#### RECORDS FOR THIS TASK

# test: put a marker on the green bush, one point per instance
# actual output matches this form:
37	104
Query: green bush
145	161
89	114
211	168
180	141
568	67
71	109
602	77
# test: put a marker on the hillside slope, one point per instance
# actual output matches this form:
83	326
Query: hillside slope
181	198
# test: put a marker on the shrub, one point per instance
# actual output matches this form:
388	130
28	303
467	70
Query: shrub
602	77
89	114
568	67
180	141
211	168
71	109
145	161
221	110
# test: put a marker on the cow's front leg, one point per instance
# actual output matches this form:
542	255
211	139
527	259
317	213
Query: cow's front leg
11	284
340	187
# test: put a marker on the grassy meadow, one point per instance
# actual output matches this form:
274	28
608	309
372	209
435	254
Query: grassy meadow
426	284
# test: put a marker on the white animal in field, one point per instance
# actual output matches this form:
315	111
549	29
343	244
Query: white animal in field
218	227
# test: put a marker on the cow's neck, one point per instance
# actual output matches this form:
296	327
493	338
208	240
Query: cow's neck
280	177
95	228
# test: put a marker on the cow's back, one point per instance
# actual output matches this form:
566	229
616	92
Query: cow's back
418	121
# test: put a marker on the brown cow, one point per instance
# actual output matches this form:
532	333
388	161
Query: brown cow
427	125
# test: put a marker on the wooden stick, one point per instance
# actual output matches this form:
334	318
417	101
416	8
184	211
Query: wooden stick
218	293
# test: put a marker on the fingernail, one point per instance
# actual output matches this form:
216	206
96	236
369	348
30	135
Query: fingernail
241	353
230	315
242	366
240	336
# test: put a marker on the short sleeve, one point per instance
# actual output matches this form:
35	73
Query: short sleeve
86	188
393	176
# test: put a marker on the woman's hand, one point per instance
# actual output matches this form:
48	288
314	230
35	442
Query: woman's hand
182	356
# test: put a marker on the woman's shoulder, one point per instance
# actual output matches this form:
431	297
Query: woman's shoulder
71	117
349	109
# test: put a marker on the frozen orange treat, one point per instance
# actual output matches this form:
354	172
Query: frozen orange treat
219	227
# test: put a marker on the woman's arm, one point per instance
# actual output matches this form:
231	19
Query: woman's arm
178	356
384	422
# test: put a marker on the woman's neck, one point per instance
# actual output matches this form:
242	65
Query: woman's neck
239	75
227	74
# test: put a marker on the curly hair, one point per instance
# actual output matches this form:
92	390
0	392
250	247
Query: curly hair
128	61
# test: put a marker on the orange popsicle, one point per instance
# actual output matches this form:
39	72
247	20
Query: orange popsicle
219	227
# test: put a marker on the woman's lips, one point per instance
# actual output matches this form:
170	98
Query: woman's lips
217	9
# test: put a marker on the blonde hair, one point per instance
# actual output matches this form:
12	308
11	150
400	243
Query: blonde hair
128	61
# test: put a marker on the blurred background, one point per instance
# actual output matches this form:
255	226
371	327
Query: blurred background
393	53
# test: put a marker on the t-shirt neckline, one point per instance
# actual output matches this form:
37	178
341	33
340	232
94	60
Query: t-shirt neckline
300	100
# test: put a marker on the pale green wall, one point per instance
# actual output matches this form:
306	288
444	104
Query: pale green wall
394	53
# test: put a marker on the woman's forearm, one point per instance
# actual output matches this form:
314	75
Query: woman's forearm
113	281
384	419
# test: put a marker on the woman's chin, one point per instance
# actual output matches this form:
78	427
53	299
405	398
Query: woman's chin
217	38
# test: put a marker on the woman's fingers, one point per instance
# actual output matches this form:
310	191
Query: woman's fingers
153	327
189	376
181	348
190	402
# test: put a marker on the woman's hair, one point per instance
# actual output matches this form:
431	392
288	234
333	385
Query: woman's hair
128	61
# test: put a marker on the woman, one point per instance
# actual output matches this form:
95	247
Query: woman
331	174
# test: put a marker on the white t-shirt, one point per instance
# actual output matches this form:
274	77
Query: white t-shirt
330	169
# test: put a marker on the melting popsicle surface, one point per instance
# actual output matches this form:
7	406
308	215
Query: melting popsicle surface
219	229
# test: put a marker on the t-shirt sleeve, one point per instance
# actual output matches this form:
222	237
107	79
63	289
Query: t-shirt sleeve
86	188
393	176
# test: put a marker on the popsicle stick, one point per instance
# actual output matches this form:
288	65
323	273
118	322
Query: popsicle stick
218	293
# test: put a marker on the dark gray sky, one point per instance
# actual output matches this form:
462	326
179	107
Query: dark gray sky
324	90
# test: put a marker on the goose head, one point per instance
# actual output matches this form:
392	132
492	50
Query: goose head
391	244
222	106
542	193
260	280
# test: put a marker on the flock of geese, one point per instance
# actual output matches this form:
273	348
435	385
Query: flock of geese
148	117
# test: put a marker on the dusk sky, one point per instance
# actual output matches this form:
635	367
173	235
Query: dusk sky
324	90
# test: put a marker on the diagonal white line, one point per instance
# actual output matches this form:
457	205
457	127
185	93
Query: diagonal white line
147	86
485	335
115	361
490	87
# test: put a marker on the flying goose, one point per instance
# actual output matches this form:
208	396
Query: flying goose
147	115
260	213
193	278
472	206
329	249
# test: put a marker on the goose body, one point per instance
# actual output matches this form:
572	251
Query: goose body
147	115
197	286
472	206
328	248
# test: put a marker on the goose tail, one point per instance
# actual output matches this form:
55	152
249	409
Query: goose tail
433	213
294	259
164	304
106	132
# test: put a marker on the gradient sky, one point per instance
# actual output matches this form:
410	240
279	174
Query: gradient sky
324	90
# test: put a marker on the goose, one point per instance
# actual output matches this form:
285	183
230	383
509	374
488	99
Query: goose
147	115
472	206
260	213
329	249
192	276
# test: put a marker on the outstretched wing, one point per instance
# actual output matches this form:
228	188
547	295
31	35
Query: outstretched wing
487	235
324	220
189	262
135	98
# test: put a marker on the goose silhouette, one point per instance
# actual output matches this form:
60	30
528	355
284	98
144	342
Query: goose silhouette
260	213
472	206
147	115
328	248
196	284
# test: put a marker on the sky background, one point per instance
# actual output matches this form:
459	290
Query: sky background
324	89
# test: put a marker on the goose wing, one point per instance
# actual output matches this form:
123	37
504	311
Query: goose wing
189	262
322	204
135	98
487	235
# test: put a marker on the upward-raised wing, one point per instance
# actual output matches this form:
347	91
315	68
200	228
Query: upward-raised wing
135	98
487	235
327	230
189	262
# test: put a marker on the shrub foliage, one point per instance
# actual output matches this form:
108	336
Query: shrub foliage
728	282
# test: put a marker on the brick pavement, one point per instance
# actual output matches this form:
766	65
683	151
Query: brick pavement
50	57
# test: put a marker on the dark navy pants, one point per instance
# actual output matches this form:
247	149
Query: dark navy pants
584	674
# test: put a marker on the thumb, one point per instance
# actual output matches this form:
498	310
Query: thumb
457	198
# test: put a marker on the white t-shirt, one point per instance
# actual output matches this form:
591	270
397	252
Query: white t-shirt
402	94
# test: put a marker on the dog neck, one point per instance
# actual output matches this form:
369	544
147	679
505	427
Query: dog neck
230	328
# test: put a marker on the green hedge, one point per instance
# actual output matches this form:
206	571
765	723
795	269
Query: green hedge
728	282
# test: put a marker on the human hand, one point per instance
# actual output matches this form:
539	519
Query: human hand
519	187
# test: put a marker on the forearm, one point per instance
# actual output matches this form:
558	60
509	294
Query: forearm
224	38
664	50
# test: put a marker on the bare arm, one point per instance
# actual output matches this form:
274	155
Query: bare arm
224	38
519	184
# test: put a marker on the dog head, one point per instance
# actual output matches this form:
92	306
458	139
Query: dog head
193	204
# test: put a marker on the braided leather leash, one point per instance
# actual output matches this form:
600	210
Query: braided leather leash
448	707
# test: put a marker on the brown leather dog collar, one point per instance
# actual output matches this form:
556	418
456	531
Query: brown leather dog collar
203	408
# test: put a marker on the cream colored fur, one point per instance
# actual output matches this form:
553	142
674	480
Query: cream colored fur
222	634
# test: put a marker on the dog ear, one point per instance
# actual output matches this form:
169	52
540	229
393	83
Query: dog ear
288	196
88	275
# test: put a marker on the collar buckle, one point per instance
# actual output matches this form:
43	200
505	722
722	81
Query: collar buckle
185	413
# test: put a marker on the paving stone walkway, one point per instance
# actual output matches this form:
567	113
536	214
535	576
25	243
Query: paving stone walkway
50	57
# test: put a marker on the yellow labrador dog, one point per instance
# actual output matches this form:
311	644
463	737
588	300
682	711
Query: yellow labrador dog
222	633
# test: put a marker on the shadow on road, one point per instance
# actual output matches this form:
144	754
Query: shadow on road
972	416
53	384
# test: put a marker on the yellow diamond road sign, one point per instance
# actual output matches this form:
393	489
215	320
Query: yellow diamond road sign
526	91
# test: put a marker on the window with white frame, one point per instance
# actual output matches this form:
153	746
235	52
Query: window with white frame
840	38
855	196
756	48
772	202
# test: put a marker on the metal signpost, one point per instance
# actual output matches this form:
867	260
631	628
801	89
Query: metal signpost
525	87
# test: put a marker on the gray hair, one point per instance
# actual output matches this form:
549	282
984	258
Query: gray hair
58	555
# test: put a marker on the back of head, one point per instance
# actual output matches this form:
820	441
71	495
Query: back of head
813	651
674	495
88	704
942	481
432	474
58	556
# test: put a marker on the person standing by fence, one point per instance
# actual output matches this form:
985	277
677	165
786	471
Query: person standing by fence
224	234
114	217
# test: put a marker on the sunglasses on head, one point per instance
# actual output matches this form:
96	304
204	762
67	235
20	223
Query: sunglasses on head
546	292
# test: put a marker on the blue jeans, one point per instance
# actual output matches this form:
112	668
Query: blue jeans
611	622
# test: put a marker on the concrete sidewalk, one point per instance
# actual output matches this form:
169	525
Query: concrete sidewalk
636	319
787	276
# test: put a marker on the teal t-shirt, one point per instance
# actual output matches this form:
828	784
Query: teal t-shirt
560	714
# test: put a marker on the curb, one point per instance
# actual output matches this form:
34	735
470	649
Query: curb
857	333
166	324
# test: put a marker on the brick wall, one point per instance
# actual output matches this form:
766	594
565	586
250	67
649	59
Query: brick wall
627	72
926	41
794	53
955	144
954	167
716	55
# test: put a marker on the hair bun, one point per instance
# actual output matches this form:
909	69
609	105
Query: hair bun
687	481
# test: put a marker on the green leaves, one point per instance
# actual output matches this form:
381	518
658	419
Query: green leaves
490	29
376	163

########

WHAT IS REQUIRED :: Exact repetition is required for the lines from the one that contains "# test: put a marker on the sunglasses" through the final line; leave out everything else.

RESPONSE ::
# test: put a marker on the sunglasses on head, one point per instance
# actual output matches this form:
96	304
204	762
67	235
20	223
Query: sunglasses on head
546	292
# test: put a marker on the blue jeans, one point per instance
# actual output matches this form:
112	668
Query: blue jeans
611	622
# test: put a marker on the concrete sidewalk, one point per instance
# actual output matches this form:
169	525
Query: concrete sidewalk
636	319
787	276
# test: put a marker on the teal t-shirt, one point per instance
# actual output matches this form:
828	784
Query: teal t-shirt
560	714
# test: put a marker on the curb, one point per instance
# actual output matches this form:
34	735
470	649
Query: curb
857	333
166	324
# test: put a marker on the brick wall, one point per instance
# actual output matches this form:
766	594
565	586
250	67
649	59
Query: brick wall
627	72
926	41
794	53
955	144
954	167
716	55
# test: put a marker on the hair bun, one point per instance
# actual output matches this form:
909	69
609	105
Query: hair bun
687	481
# test: put a marker on the green leaves, one point per instance
# actual output matches this form:
381	518
658	419
Query: green leaves
490	29
376	163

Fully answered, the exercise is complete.